--- BEGIN ---
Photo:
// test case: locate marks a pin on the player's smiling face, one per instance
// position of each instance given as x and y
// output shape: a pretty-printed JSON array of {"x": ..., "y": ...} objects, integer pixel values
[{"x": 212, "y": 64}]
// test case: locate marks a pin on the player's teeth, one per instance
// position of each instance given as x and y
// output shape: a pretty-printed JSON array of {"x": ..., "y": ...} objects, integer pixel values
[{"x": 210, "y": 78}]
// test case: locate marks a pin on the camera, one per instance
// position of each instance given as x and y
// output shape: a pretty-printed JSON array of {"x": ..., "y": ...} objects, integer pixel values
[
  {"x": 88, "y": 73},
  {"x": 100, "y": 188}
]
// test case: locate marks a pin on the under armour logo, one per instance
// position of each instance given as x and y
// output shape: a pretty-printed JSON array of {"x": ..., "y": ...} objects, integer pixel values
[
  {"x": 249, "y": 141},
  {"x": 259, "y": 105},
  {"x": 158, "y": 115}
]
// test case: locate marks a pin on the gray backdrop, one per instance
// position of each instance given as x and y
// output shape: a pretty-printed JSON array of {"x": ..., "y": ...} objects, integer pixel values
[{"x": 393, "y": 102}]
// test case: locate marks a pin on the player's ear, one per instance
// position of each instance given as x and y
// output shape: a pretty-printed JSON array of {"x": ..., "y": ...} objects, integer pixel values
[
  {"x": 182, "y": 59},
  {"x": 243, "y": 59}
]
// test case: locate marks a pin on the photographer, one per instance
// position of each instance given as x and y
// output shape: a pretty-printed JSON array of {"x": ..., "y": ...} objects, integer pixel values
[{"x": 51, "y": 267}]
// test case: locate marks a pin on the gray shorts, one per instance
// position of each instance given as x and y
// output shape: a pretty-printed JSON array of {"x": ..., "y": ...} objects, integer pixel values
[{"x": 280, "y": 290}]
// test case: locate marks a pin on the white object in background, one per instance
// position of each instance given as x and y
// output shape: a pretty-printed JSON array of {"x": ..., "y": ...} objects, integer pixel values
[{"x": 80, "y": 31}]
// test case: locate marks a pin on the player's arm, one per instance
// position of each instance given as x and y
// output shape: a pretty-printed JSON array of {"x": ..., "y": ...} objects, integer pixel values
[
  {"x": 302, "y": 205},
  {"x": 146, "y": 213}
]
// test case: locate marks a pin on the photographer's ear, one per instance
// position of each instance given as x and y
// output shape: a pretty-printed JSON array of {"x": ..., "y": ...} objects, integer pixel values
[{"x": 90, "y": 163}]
--- END ---
# Your objective:
Arrange the lines above as a numbered list, from the line with "photographer's ear, one per instance" up to and including the last line of the entries, with blank lines left out.

# Complete response:
1. // test case: locate marks a pin on the photographer's ear, one per instance
2. // position of each instance given as x and y
3. // output shape: a pretty-printed JSON array of {"x": ..., "y": ...} objects, integer pixel values
4. [{"x": 90, "y": 163}]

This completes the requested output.